TO DO: Please render the lines of the items as a Markdown table with the columns "Row" and "Line", starting with the line that contains "Would you kindly pick out the orange-brown" and going on through the last line of the items. Number the rows and leave out blank lines.

DATA:
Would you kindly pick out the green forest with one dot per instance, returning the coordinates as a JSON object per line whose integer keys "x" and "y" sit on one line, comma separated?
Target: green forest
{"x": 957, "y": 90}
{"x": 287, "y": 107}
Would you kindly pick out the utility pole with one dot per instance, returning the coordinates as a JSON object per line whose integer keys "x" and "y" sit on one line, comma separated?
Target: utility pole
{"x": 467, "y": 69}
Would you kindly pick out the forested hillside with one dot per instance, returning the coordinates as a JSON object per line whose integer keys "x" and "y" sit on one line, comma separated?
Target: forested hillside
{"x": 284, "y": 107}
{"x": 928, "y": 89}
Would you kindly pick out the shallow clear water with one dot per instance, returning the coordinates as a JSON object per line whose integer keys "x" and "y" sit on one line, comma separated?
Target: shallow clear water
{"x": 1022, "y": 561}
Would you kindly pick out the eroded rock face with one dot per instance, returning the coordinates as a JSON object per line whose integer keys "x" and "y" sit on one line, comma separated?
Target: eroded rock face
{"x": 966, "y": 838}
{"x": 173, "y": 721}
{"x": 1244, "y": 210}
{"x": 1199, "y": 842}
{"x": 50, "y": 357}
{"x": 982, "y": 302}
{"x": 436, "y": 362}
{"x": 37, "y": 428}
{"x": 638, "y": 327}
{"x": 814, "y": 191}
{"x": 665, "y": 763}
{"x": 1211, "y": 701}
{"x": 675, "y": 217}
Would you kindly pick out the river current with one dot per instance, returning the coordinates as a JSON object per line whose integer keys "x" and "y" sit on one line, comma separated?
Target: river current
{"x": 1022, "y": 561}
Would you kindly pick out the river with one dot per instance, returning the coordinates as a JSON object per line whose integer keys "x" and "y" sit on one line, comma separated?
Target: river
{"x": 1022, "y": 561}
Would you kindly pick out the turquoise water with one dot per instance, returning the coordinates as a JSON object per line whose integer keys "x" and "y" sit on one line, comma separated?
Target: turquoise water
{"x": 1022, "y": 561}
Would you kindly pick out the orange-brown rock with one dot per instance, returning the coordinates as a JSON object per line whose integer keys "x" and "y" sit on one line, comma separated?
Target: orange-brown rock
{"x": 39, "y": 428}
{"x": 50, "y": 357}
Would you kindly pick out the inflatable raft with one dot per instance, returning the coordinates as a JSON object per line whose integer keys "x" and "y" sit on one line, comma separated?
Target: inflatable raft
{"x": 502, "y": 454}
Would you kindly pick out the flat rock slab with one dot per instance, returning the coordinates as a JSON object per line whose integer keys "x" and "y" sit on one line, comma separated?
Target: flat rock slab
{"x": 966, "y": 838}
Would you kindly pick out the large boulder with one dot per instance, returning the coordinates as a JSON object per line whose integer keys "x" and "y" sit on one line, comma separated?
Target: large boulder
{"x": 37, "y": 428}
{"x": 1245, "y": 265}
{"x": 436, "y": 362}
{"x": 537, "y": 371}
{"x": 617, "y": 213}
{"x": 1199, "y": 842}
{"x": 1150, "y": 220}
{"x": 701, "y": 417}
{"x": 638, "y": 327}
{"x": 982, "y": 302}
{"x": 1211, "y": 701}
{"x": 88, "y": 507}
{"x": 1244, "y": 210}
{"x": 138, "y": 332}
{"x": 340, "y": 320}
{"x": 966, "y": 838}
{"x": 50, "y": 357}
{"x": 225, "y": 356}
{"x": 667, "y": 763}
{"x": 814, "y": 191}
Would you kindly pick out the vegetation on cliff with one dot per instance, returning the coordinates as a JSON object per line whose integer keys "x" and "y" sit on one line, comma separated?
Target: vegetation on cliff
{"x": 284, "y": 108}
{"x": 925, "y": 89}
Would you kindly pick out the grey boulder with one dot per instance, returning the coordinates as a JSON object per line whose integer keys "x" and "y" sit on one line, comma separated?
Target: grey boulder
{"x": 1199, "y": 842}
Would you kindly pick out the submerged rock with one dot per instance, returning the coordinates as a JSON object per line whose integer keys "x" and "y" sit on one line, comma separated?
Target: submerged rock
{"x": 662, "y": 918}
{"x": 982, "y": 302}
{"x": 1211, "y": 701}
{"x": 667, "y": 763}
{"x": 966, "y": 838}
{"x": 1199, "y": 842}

RESPONSE TO THIS TASK:
| Row | Line |
|---|---|
| 1 | Would you kindly pick out the orange-brown rock with one dot per instance, returning the coordinates as a JSON object per line whose integer keys "x" and "y" sit on one line, comma separated? |
| 2 | Target: orange-brown rock |
| 3 | {"x": 39, "y": 428} |
| 4 | {"x": 50, "y": 357} |
| 5 | Would you kindly pick out the inflatable raft with one dot per instance, returning the coordinates as a JSON object per line whose integer keys "x" and "y" sit on one line, comma separated? |
| 6 | Target: inflatable raft |
| 7 | {"x": 502, "y": 454} |
| 8 | Would you kindly pick out the flat rock slab with one dot per instance, returning the coordinates as a JSON object per line whose integer keys "x" and "y" sit on one line, comma separated? |
| 9 | Target: flat rock slab |
| 10 | {"x": 966, "y": 838} |
| 11 | Would you kindly pick out the large boulder with one dot per instance, returning the coordinates as a JSON object per line whose integer keys "x" and "y" sit on one line, comma separated? |
| 12 | Target: large boulder |
| 13 | {"x": 37, "y": 428} |
| 14 | {"x": 1245, "y": 265} |
| 15 | {"x": 436, "y": 362} |
| 16 | {"x": 537, "y": 371} |
| 17 | {"x": 617, "y": 213} |
| 18 | {"x": 1199, "y": 842} |
| 19 | {"x": 1150, "y": 220} |
| 20 | {"x": 701, "y": 417} |
| 21 | {"x": 638, "y": 327} |
| 22 | {"x": 982, "y": 302} |
| 23 | {"x": 1211, "y": 701} |
| 24 | {"x": 88, "y": 507} |
| 25 | {"x": 1244, "y": 210} |
| 26 | {"x": 138, "y": 332} |
| 27 | {"x": 340, "y": 320} |
| 28 | {"x": 966, "y": 838} |
| 29 | {"x": 50, "y": 357} |
| 30 | {"x": 225, "y": 356} |
| 31 | {"x": 667, "y": 763} |
| 32 | {"x": 814, "y": 191} |
| 33 | Would you kindly pick out the vegetation on cliff with one dot per instance, returning the coordinates as a JSON object per line whose integer keys "x" and "y" sit on one line, comma separated? |
| 34 | Target: vegetation on cliff |
| 35 | {"x": 284, "y": 108} |
| 36 | {"x": 925, "y": 89} |
| 37 | Would you kindly pick out the grey boulder with one dot per instance, returning the coordinates as a JSON object per line whose integer keys "x" and "y" sit on one line, comma separated? |
| 38 | Target: grey boulder |
| 39 | {"x": 1199, "y": 842} |
| 40 | Would you kindly pick out the submerged rock with one dot per instance, returning the coordinates as a JSON object per line whose integer keys "x" and "y" sit on one line, comma separated? |
| 41 | Target: submerged rock |
| 42 | {"x": 662, "y": 918} |
| 43 | {"x": 982, "y": 302} |
| 44 | {"x": 1211, "y": 701} |
| 45 | {"x": 667, "y": 763} |
| 46 | {"x": 966, "y": 838} |
| 47 | {"x": 1199, "y": 842} |